GIVEN RECORDS:

* * * * * * * * *

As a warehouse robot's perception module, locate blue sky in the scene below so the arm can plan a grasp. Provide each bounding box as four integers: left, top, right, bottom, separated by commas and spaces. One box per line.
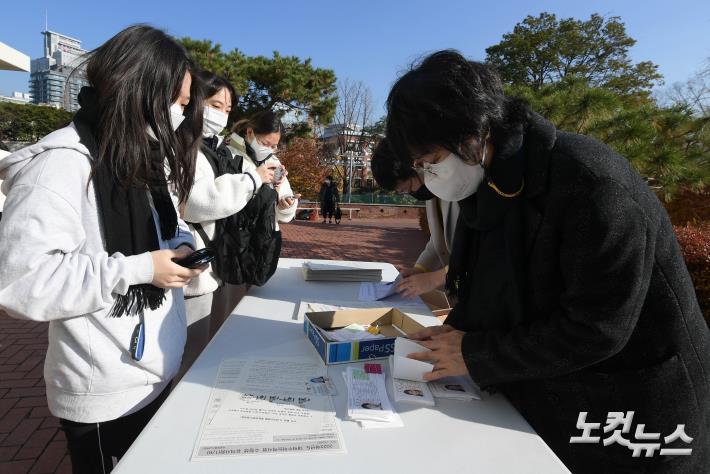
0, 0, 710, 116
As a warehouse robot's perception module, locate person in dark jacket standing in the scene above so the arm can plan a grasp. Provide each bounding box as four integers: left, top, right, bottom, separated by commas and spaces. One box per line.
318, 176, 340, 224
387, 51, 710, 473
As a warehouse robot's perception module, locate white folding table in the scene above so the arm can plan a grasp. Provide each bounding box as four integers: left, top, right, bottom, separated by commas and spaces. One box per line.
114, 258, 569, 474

* * * * * * * * *

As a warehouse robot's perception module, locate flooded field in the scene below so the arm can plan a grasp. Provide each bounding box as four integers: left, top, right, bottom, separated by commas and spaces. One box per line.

* * * * * * * * *

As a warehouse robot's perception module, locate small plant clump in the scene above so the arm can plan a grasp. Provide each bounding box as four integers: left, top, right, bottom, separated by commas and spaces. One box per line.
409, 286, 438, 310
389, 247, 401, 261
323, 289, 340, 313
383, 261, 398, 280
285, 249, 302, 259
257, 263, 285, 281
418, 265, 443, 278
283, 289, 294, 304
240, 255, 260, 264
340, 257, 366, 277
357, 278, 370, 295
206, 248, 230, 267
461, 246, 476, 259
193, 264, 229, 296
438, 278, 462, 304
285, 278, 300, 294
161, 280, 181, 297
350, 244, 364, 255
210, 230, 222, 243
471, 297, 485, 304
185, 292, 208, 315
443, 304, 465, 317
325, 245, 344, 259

* * * * * * * * *

WHAT YOU NEED TO DO:
Recast the records, from the line with "As a warehouse robot's perception module, locate blue" up to and including the line with "114, 258, 569, 474", as a Markdown table with the columns Row and Line, numbering each line and skipping blank lines. Leave the pictures out of the table.

FINAL ANSWER:
| Row | Line |
|---|---|
| 1 | As a warehouse robot's perception module, locate blue sky in the scene below so the arm can plan a grasp. Provide each bounding box as four integers: left, top, right, bottom, separated by commas and spaces. One box per line. |
| 2 | 0, 0, 710, 116 |
| 3 | As a warehouse robot's perception module, locate person in dark jacket standing in the scene above so the arm can plan a grasp. Provide each bounding box as four integers: left, top, right, bottom, separated by commas and spaces. One box per line. |
| 4 | 318, 176, 340, 224 |
| 5 | 387, 51, 710, 473 |
| 6 | As a warehouse robot's perception module, locate white folding table in the scene above so the arm can plan a grasp. Provide each bounding box as four integers: left, top, right, bottom, separated by commas and spaces. One box per line. |
| 7 | 114, 258, 569, 474 |